## Required tasks
A: In the transcript on Brexit and legal services, what did Professor Collins say the legal services profession probably benefited from?
B: Rewrite more briefly the paragraph of the transcript on Brexit and legal services that begins "That was why, as Brexit unfolded," keeping its main facts.
C: Carry on the transcript on Brexit and legal services from the point where it stops.

## Document extract
+---+
That was why, as Brexit unfolded, I had the sense that the legal services profession was probably not going to be harmed by it as much as had been thought. In fact, the legal services profession probably benefited from providing advice to clients on how to deal with Brexit in the short term. Therefore, it was perhaps one of the myths about trade in legal services that there would be a huge interruption as a result of Brexit. There has not really been an interruption, because there is a way around the situation, which is to phone the guy who you know and who you can hire.

I do not have the statistics at hand, but I would say that the trade in legal services has not dropped significantly. That is not to say that the situation has not affected the livelihood of particular members of the bars of Scotland—I am sure that it has—but, on the macro level, its significance has probably been rather small.

Stephen Kerr

I will reiterate that point. From your point of view—this was also my experience before I became a member of Parliament—in that situation, you would talk to your corporate lawyer, if you had one, who would end up speaking to another lawyer, who would speak to another lawyer in another jurisdiction, and that practice has continued as it did before—Brexit has made no difference to that whatsoever. Is that what you are saying?

Professor Collins

Yes, I would say so.

Therefore, with regard to opportunities for legal services, in the context of us dealing with commercial transactions and contract-related issues, things are pretty much as they were.

Professor Collins

Yes. Adapting to the change was a business cost, and that caused a lot of anxiety in what we could call a transition period, with a small “t” and a small “p”, as opposed to the Brexit transition period. Now that the adaptation process is settling down, I do not think that there will be a massive difference.

Stephen Kerr

I will quickly go back to Dr Marks. You said that solicitors who are based in Scotland and are used to flying in and out have, in the period since Brexit, established a way of working around all this where they need to, whether in relation to visas or whatever, but that there are still things that can be improved.

Dr Marks

I think that that is fair, to a degree, although I would push back slightly on the sense that it has all turned out all right, so to speak. Dr Anderson has clearly outlined some of the things that we have lost from the process.
+---+
## Entries supplied
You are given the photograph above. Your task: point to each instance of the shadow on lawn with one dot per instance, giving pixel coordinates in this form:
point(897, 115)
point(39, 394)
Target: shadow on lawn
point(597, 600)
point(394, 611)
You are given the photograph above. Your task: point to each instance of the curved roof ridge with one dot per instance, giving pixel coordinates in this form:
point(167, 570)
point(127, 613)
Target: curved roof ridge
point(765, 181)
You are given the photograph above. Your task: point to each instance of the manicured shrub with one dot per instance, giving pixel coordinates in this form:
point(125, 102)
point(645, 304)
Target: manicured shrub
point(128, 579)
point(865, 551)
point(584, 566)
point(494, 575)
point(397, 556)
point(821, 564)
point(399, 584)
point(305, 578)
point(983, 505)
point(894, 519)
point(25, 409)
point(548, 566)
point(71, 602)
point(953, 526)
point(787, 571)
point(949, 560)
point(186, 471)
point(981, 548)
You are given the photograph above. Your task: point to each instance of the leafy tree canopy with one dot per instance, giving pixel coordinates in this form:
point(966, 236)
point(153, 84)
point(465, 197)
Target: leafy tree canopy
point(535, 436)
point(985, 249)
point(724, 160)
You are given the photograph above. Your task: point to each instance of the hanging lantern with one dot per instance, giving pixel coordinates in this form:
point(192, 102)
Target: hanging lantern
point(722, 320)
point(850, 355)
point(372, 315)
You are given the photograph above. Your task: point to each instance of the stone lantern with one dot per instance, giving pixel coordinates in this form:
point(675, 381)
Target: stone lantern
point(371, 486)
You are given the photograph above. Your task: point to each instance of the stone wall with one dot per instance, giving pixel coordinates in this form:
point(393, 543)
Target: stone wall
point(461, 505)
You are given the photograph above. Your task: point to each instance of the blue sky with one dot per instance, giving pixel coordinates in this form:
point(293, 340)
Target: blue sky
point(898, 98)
+---+
## The answers
A: Providing advice to clients on how to deal with Brexit in the short term.

B: As Brexit unfolded, the legal services profession seemed unlikely to be harmed as much as expected, and it probably benefited from advising clients on handling Brexit in the short term. The idea of a huge interruption to trade in legal services was perhaps a myth. No real interruption happened, because lawyers could still phone and hire a contact they knew.

C:
I think that it is fair to say that a lot of law firms have proved quite adept and nimble at working around some of the problems, and that a lot of the individuals concerned have also proved quite adept and nimble, to some extent at pretty significant financial cost, in that regard.

It is also fair to say that, without the mobility that existed before, which we could try to rebuild, the business opportunities will simply not develop in the way that they previously did. In looking to the future, it is slightly different. Again, with regard to youth mobility, there are issues such as who is going to go out on intercorporate transfers, what the interests of people are and whether those contacts and clients will be built up. As you point out, it is a business that involves meeting people and building personal relationships, and if you are simply not doing that, those relationships will not build up. That is an issue for the future.

Stephen Kerr

I have one last question, which is about other jurisdictions outside the European Union that have shown a path to making the situation even better than it is currently assessed as being.

From a commercial point of view—I am not sure whether this is true for the legal profession; that is why I am asking—one good example is Switzerland, which is outside the European Union but has a long-term relationship of almost constant negotiating and nudging in order to try to smooth things out. Can we learn something from Switzerland, or is there another jurisdiction that we can see as a bit of a trailblazer in that regard?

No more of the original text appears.